Count the lines in the items below that contain the string "orange". Give only the number.

## begin Dataset excerpts

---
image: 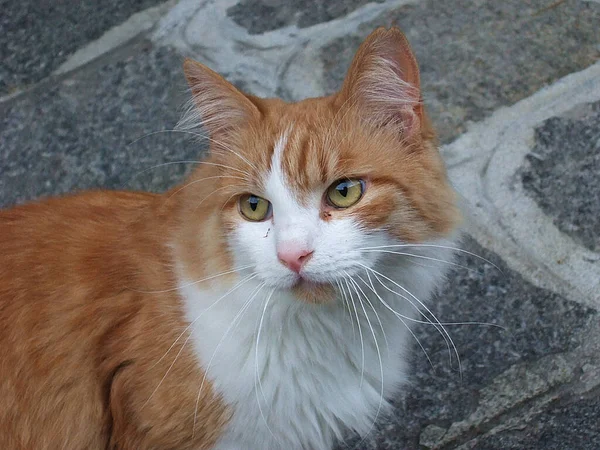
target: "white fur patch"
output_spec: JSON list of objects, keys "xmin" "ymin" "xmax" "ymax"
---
[{"xmin": 180, "ymin": 130, "xmax": 449, "ymax": 450}]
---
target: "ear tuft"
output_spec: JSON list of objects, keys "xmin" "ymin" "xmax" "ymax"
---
[
  {"xmin": 338, "ymin": 27, "xmax": 423, "ymax": 137},
  {"xmin": 177, "ymin": 58, "xmax": 260, "ymax": 136}
]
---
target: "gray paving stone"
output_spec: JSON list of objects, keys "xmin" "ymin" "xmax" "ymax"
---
[
  {"xmin": 322, "ymin": 0, "xmax": 600, "ymax": 142},
  {"xmin": 340, "ymin": 238, "xmax": 600, "ymax": 450},
  {"xmin": 227, "ymin": 0, "xmax": 383, "ymax": 34},
  {"xmin": 521, "ymin": 102, "xmax": 600, "ymax": 251},
  {"xmin": 0, "ymin": 0, "xmax": 164, "ymax": 95},
  {"xmin": 472, "ymin": 394, "xmax": 600, "ymax": 450},
  {"xmin": 0, "ymin": 43, "xmax": 203, "ymax": 206}
]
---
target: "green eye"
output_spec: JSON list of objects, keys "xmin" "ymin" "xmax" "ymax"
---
[
  {"xmin": 327, "ymin": 179, "xmax": 365, "ymax": 208},
  {"xmin": 240, "ymin": 194, "xmax": 272, "ymax": 222}
]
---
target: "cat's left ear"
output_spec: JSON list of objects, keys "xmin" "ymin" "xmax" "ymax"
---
[
  {"xmin": 336, "ymin": 27, "xmax": 423, "ymax": 138},
  {"xmin": 180, "ymin": 58, "xmax": 260, "ymax": 138}
]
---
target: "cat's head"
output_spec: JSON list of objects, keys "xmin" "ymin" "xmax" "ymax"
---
[{"xmin": 173, "ymin": 28, "xmax": 459, "ymax": 302}]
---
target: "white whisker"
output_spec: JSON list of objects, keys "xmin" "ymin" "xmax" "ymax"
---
[
  {"xmin": 359, "ymin": 244, "xmax": 504, "ymax": 275},
  {"xmin": 344, "ymin": 278, "xmax": 365, "ymax": 388},
  {"xmin": 359, "ymin": 263, "xmax": 462, "ymax": 377},
  {"xmin": 254, "ymin": 289, "xmax": 279, "ymax": 441}
]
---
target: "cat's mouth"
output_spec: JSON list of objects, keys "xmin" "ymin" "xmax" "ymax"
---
[{"xmin": 292, "ymin": 277, "xmax": 335, "ymax": 304}]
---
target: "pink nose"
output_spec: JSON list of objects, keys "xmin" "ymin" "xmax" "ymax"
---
[{"xmin": 277, "ymin": 246, "xmax": 313, "ymax": 273}]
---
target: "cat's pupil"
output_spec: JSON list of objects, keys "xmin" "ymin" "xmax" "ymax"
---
[{"xmin": 249, "ymin": 197, "xmax": 258, "ymax": 211}]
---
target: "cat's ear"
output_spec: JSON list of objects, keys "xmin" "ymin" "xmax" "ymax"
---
[
  {"xmin": 336, "ymin": 27, "xmax": 423, "ymax": 137},
  {"xmin": 179, "ymin": 58, "xmax": 260, "ymax": 137}
]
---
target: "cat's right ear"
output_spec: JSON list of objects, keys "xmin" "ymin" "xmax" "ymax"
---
[{"xmin": 179, "ymin": 58, "xmax": 260, "ymax": 138}]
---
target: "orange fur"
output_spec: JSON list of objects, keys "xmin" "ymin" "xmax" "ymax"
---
[{"xmin": 0, "ymin": 29, "xmax": 458, "ymax": 450}]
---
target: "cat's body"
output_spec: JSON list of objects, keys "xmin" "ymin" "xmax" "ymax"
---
[{"xmin": 0, "ymin": 30, "xmax": 458, "ymax": 450}]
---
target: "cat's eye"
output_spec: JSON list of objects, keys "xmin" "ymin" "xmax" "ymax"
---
[
  {"xmin": 240, "ymin": 194, "xmax": 272, "ymax": 222},
  {"xmin": 327, "ymin": 179, "xmax": 365, "ymax": 208}
]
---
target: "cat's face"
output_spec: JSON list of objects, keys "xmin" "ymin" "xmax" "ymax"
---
[{"xmin": 177, "ymin": 27, "xmax": 457, "ymax": 302}]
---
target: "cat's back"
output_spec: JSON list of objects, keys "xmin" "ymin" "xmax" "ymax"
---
[{"xmin": 0, "ymin": 192, "xmax": 159, "ymax": 449}]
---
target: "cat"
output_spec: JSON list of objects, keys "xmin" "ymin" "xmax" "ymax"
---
[{"xmin": 0, "ymin": 28, "xmax": 460, "ymax": 450}]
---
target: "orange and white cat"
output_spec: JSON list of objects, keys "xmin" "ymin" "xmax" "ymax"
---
[{"xmin": 0, "ymin": 28, "xmax": 459, "ymax": 450}]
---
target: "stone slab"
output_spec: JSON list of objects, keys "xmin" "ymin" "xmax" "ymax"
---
[
  {"xmin": 322, "ymin": 0, "xmax": 600, "ymax": 142},
  {"xmin": 339, "ymin": 238, "xmax": 600, "ymax": 450},
  {"xmin": 227, "ymin": 0, "xmax": 382, "ymax": 34},
  {"xmin": 521, "ymin": 102, "xmax": 600, "ymax": 252},
  {"xmin": 442, "ymin": 63, "xmax": 600, "ymax": 308},
  {"xmin": 0, "ymin": 0, "xmax": 169, "ymax": 95},
  {"xmin": 0, "ymin": 42, "xmax": 204, "ymax": 207},
  {"xmin": 154, "ymin": 0, "xmax": 600, "ymax": 142}
]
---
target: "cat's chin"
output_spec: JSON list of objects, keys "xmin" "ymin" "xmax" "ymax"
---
[{"xmin": 291, "ymin": 278, "xmax": 335, "ymax": 304}]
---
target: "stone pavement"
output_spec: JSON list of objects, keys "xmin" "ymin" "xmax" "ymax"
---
[{"xmin": 0, "ymin": 0, "xmax": 600, "ymax": 450}]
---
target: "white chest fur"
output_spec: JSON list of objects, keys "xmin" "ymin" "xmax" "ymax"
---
[{"xmin": 180, "ymin": 262, "xmax": 440, "ymax": 450}]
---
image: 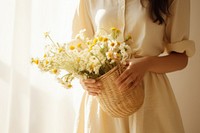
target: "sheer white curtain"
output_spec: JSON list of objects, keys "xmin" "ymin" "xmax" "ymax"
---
[{"xmin": 0, "ymin": 0, "xmax": 82, "ymax": 133}]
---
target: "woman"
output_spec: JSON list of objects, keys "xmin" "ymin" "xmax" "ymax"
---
[{"xmin": 73, "ymin": 0, "xmax": 194, "ymax": 133}]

## end Dataset excerpts

In response: 2